**Required work:**
Revise the stretch of the greenhouse blog entry from "If you’d like" through "new favorite species.", swapping "last Friday" for "first Friday".

This blog entry was contributed by Dr. Leon van Eck, Assistant Professor of Biology and Hagfors Greenhouse Curator.
The Augsburg University Greenhouse is located on the 4th floor of the Hagfors Center. It is a little over 500 square feet in size, but is packed with sophisticated technology. The climate is computer-controlled through an Argus Control System, which allows for automatic control of the lighting, the heating and cooling systems, and the shade curtain. The only thing we don’t control automatically is the watering, and that’s because of the diverse needs of our growing plant collection. Over the past year as Assistant Professor and Hagfors Greenhouse Curator, I have collected together over 250 different plant species to support research and teaching activities in the Biology Department. These plants span the gamut, from delicate mosses and ferns, tropical vines and orchids, carnivorous plants, to food plants not typically seen in Minnesota, like pineapple and papaya. Students enrolled in BIO361 Plant Biology get the opportunity to get up close with these plants and flex their botany skills. A highlight this semester has been the flowering of the voodoo lily (Amorphophallus konjac), a slightly smaller (and even smellier!) relative of the infamous titan arum.
Our plant collection focuses on crop wild relatives, those species of plants that are closely related to familiar plants like tomato and barley, but that harbor useful traits such as resistance to drought and disease not found in the commercial cultivars. These plants are of particular interest as we think ahead to sustainably feeding a growing population in the face of climate change. Another focus of our collection is the biodiversity of the Horn of Africa. Since Augsburg University is in the heart of a vibrant Northeast African community, we are well-positioned to showcase the amazing, important, and threatened plants from that part of the world. This includes some striking succulent species, as well as plants like frankincense and myrrh, specimens of which are currently thriving on the rooftop of the Hagfors Center.
The greenhouse has recently obtained a vertical gardening system, which we installed and planted up over the summer, to have a lush green wall and even more opportunities to get students excited about plants. This wall features many cliff-dwelling species, including an impressive collection of rainforest cacti.
The Plant Growth Facilities at Augsburg not only house the Biology Department’s permanent plant collections, but are also a place of active science. Students conduct original URGO-sponsored research on trichome density and the microbiomes of Minnesota-native wild strawberries, study the disease resistance genomics of barley, and conduct experiments on plant community interactions for BIO481 Ecology. There are many opportunities for students to gain hands-on experience in the plant sciences, right here in the Hagfors Center!
My current favorite plant in our collection? A spiny succulent called Edithcolea grandis, which produces large flowers patterned like a Persian carpet. This exotic relative of the humble milkweed is named after the intrepid female botanist Edith Cole, who collected it in the mountains of northern Somalia in 1895. It is these kinds of evocative stories that can really bring the world of botany alive in people’s imaginations, and help me in my mission to show people how fascinating and important the plant kingdom can be.
If you’d like to know what we’ve got “growing on”, and see the plant collection in person, the doors of the Hagfors Greenhouse are open to the Augsburg community on the last Friday of every month for Final Friday Flower Hour. Greenhouse staff will be available to showcase our plant collections and research projects from noon to 2PM. I hope you’ll discover a new favorite species.

**Supplied entries:**

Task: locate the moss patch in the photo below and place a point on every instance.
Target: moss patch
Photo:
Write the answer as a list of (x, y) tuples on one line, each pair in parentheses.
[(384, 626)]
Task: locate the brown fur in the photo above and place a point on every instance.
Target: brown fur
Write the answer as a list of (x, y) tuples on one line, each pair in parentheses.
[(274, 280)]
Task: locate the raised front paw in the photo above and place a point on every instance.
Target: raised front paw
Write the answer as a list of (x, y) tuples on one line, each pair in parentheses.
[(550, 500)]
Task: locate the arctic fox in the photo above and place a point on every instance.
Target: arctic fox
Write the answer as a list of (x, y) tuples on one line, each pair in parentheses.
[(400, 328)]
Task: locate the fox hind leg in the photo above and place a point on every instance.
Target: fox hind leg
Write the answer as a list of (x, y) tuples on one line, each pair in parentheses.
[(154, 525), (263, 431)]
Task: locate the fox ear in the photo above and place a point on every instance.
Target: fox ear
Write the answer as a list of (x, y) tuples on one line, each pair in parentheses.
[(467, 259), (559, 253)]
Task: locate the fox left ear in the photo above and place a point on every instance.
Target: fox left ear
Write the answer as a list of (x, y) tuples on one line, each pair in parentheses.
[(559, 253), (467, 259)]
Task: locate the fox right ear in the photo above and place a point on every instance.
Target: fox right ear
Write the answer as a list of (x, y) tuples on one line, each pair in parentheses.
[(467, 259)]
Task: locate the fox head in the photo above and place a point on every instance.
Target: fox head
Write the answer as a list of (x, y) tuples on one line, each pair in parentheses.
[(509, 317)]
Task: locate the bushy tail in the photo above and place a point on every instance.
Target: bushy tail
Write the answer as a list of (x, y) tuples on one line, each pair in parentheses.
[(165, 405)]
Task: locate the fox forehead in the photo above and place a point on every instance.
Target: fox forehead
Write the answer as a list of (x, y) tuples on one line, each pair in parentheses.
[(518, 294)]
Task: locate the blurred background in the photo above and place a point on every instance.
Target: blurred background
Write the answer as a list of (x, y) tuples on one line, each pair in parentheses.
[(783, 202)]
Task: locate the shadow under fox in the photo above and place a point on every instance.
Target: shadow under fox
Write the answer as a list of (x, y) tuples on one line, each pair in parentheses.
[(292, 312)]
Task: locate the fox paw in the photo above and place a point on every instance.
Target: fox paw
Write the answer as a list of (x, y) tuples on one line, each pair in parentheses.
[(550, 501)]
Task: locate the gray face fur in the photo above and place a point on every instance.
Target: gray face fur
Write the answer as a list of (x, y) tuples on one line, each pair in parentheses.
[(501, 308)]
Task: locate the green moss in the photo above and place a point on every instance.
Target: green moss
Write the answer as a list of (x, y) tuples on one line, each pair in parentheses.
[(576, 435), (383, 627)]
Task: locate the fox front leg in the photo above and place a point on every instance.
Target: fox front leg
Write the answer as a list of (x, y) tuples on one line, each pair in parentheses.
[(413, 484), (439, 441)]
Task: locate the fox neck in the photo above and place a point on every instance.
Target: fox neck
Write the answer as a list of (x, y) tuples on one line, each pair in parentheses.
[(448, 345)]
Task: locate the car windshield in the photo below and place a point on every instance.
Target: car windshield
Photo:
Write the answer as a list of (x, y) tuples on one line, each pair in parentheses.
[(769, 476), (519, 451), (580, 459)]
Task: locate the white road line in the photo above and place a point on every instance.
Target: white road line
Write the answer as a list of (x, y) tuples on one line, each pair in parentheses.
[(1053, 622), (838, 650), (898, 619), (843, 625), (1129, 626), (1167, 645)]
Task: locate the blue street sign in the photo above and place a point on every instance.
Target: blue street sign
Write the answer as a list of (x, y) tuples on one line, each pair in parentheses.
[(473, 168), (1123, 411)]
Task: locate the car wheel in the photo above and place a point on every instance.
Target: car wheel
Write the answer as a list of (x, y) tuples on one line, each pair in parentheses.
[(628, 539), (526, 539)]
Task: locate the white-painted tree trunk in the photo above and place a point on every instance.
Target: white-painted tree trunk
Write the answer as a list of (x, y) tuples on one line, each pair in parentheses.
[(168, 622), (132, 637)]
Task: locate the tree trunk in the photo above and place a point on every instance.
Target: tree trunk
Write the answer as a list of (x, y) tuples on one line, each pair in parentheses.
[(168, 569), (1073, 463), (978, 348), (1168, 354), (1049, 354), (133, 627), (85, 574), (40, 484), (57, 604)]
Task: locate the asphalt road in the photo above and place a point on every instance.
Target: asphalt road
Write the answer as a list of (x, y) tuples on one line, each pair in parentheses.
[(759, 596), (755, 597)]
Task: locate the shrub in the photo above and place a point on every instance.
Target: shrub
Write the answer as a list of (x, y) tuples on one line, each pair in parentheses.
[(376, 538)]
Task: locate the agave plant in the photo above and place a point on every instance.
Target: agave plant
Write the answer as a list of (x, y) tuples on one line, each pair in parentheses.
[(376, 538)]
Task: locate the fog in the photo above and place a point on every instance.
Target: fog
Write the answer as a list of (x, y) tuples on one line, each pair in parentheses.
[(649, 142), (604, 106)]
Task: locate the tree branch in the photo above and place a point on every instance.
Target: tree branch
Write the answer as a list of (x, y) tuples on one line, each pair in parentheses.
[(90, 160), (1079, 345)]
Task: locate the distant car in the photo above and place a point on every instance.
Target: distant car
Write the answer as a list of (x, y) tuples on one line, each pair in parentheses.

**Answer for this exercise:**
If you’d like to know what we’ve got “growing on”, and see the plant collection in person, the doors of the Hagfors Greenhouse are open to the Augsburg community on the first Friday of every month for Final Friday Flower Hour. Greenhouse staff will be available to showcase our plant collections and research projects from noon to 2PM. I hope you’ll discover a new favorite species.